**Texto apresentado:**
Podem ocorrem manifestações osteoarticulares também. Em doenças mieloproliferativas, a dor óssea também é referida, principalmente na metáfise dos ossos longos. Inicialmente de caráter intermitente, a dor tende a se intensificar e tornar-se persistente, sendo caracteristicamente noturna. Leucemias e linfomas têm sido, dentre as neoplasias, os principais responsáveis por alterações articulares (CAMPOS et al., 2008).

As síndromes mieloproliferativas crônicas, atualmente denominadas neoplasias mieloproliferativas, de acordo com a 4ª edição da classificação da Organização Mundial da Saúde, são doenças clonais de célula-tronco hematopoética, nas quais há proliferação aumentada das séries mieloides com maturação eficaz, o que leva à leucocitose no sangue periférico, aumento da massa eritrocitária ou trombocitose. Várias progridem para fibrose medular ou transformação leucêmica (CHAUFFAILLE, 2010).

Esse grupo de mieloproliferações engloba as seguintes doenças: leucemia mieloide crônica, policitemia vera, mielofibrose idiopática crônica, trombocitemia essencial, leucemia neutrofílica crônica, leucemia eosinofílica crônica não especificada, mastocitose e neoplasia mieloproliferativa inclassificável.

**Dados apresentados:**
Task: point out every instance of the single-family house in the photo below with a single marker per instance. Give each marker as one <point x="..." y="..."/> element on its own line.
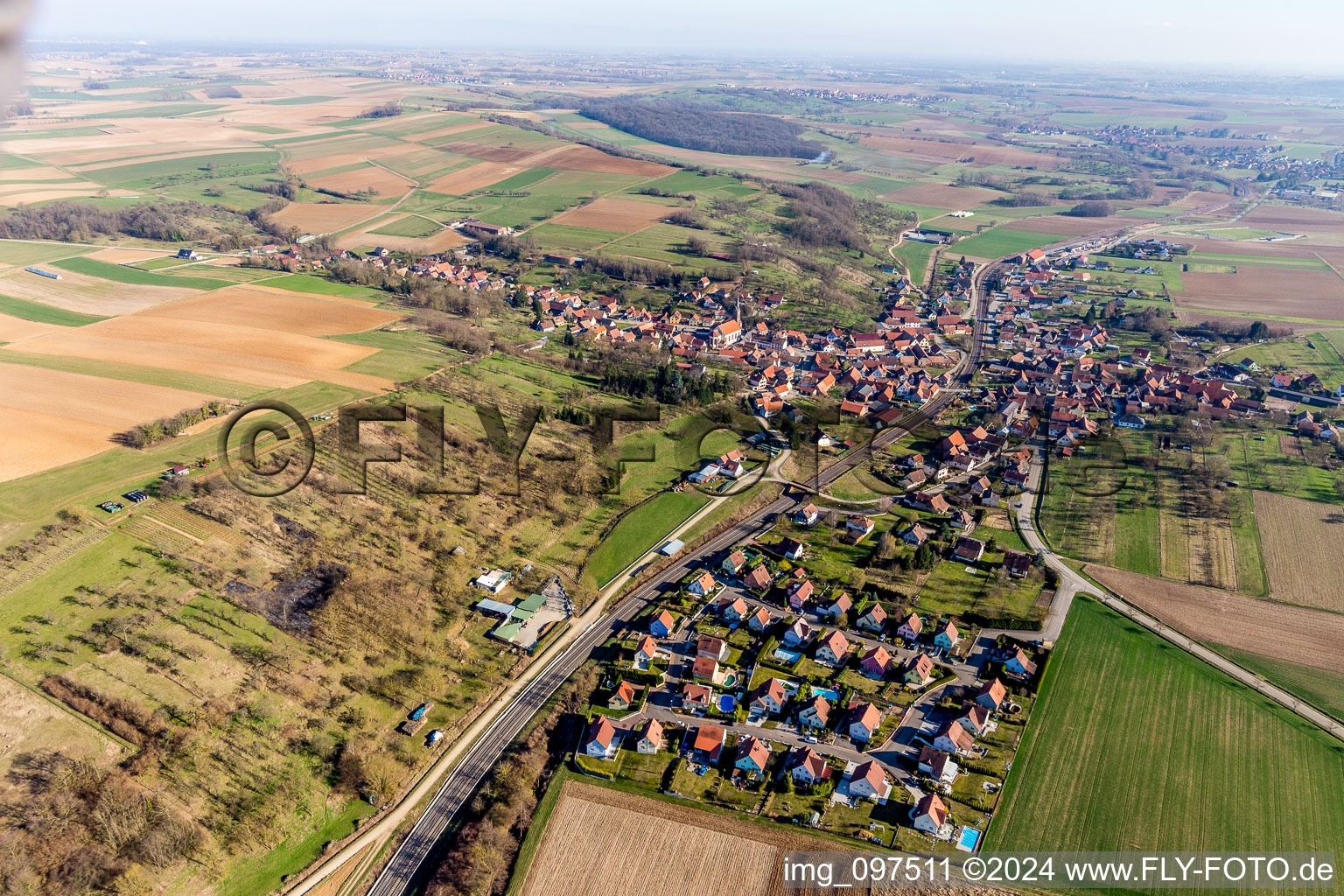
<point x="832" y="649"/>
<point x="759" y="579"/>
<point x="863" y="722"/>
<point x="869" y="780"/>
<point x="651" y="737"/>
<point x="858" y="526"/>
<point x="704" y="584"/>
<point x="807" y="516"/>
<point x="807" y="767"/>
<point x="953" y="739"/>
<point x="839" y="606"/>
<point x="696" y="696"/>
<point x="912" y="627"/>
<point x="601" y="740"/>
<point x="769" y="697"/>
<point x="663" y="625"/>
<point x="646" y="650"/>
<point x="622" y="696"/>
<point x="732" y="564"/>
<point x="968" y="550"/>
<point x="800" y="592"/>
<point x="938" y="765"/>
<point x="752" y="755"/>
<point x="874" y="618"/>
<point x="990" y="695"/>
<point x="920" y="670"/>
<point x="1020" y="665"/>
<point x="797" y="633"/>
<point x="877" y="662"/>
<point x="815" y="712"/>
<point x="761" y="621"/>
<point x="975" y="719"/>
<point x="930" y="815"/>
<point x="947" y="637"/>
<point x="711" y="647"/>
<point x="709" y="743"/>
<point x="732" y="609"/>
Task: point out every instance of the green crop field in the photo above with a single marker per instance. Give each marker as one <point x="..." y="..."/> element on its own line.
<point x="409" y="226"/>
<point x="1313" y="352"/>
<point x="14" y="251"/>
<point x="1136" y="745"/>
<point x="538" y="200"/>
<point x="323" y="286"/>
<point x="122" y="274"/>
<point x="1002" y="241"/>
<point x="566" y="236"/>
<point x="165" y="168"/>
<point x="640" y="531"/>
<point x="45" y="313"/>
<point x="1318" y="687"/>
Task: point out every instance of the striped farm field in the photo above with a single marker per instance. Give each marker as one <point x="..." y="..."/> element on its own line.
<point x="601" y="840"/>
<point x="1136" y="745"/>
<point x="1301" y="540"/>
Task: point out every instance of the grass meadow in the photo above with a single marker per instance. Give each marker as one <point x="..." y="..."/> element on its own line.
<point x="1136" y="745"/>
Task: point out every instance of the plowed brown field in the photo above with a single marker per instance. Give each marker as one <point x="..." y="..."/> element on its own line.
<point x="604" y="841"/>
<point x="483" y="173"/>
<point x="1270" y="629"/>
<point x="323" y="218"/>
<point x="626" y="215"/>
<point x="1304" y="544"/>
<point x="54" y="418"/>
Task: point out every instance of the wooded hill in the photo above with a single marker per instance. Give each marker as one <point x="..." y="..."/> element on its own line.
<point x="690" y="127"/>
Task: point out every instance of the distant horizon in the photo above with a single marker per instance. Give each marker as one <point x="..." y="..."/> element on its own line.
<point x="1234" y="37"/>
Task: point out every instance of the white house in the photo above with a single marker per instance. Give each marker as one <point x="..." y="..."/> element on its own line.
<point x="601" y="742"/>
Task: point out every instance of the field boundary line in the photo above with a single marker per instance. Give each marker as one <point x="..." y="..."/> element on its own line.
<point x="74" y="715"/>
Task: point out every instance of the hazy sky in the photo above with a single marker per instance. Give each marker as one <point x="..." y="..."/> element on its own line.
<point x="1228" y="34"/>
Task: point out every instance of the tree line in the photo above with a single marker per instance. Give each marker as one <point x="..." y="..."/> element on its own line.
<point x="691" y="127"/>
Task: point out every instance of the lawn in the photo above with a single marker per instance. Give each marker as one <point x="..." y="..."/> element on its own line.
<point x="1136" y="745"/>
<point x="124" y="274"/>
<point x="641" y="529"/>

* * *

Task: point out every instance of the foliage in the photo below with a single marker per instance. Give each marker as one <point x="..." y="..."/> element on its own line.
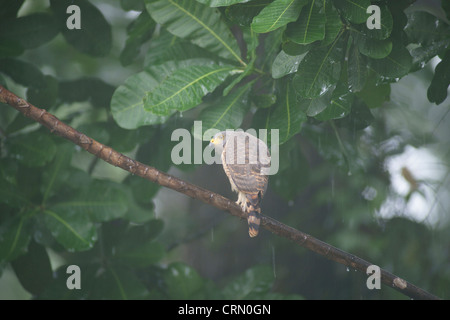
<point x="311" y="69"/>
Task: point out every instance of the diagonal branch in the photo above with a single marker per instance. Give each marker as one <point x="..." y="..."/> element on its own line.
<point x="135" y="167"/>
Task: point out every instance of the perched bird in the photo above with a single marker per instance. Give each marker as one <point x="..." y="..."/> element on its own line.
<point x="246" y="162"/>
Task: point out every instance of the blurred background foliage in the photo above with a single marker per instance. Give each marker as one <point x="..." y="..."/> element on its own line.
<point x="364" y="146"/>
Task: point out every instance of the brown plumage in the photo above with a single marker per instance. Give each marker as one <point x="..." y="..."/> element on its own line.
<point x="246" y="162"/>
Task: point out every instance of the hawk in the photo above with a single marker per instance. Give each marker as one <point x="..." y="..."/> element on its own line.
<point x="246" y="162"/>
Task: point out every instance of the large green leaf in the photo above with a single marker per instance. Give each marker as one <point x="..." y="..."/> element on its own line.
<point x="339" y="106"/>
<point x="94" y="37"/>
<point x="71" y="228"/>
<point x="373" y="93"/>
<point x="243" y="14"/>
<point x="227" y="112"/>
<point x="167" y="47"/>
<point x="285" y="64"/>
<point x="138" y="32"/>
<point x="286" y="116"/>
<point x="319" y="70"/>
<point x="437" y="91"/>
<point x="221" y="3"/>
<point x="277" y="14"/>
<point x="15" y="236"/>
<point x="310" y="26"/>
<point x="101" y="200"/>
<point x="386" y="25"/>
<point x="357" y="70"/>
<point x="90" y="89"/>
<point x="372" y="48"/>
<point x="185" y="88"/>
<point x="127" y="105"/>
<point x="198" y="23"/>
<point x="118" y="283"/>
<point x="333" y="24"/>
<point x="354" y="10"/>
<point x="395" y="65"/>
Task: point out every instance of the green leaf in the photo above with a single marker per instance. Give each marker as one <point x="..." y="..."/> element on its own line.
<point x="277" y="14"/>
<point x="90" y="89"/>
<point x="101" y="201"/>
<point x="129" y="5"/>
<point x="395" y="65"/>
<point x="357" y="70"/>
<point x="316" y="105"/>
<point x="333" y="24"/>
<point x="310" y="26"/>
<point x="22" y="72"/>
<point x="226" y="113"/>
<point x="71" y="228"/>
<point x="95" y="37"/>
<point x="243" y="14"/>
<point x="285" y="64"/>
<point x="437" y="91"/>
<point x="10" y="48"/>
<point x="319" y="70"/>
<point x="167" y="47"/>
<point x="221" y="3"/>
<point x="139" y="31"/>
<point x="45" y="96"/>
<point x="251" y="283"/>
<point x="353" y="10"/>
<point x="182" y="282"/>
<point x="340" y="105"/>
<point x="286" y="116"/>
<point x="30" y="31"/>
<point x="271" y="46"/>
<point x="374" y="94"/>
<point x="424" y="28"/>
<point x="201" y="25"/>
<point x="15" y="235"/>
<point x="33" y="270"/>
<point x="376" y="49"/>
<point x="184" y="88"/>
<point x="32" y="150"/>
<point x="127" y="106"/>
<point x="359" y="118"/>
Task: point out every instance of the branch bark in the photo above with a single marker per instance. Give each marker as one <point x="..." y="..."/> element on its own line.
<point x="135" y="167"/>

**Instruções da tarefa:**
- A) Transcreva fielmente, do texto sobre neoplasias mieloproliferativas, tudo o que vai de "Esse grupo de" até "neoplasia mieloproliferativa inclassificável.".
- B) Dê continuidade ao texto sobre neoplasias mieloproliferativas a partir do ponto em que ele termina.
As entradas não têm nenhum papel nesta atividade.

**Suas respostas:**
- A)
Esse grupo de mieloproliferações engloba as seguintes doenças: leucemia mieloide crônica, policitemia vera, mielofibrose idiopática crônica, trombocitemia essencial, leucemia neutrofílica crônica, leucemia eosinofílica crônica não especificada, mastocitose e neoplasia mieloproliferativa inclassificável.

- B)
Os sintomas da policitemia vera são: cefaleia, pletora, cansaço, tontura e sudorese. Prurido está presente em torno de 40% dos pacientes e é atribuído a aumento de histamina e ao número de mastócitos na pele. Episódios trombóticos (AVC, síndrome de Budd-Chiari, infarto do miocárdio, tromboembolismo pulmonar ou trombose venosa profunda) estão entre as complicações mais comuns, aparecendo em aproximadamente 33% dos pacientes. Sangramentos também são descritos (25% dos casos). Há aumento da incidência de úlcera péptica (CHAUFFAILLE, 2010).

A policitemia vera cursa com três fases: a fase prodrômica ou pré-policitêmica, inicial, na qual há apenas eritrocitose discreta ou limítrofe; fase pletórica com a sintomatologia acima descrita; e fase tardia, de esgotamento ou consumo, na qual há fibrose medular e as queixas são de fraqueza, pela anemia, e desconforto abdominal pela esplenomegalia evidente.
 
Por outro lado, na mielofibrose, um quarto dos pacientes é assintomático e o diagnóstico é feito pela esplenomegalia ou por achado fortuito. Os demais apresentam sintomas secundários à anemia (fraqueza, cansaço, palpitação e dispneia), esplenomegalia (saciedade, desconforto ou dor em quadrante superior esquerdo do abdômen), estado hipermetabólico (perda de peso, sudorese noturna ou febre), eritropoese extramedular, sangramentos (petéquias, hemorragia em trato gastrointestinal), alterações ósseas (dor nas juntas ou ósseas por osteoesclerose), hipertensão portal (ascite, varizes de esôfago ou gástricas, sangramento de TGI, encefalopatia hepática, trombose de veia porta ou hepática) .

É válido destacar, entretanto, que embora a semiologia dirigida às hemopatias sejam de grande valia, o diagnóstico é confirmado apenas através da biópsia de estrutura neoplásica, seguida da avaliação imuno-histológica, assim como toda afecção maligna. Com isso, é possível traçar um plano terapêutico adequado, junto à determinação do prognóstico.

Referências
CAMPOS, L. M. A. et al. Comprometimento musculoesquelético como primeira manifestação de neoplasias. Rev. Assoc. Med. Bras. 54 (2): 132-138.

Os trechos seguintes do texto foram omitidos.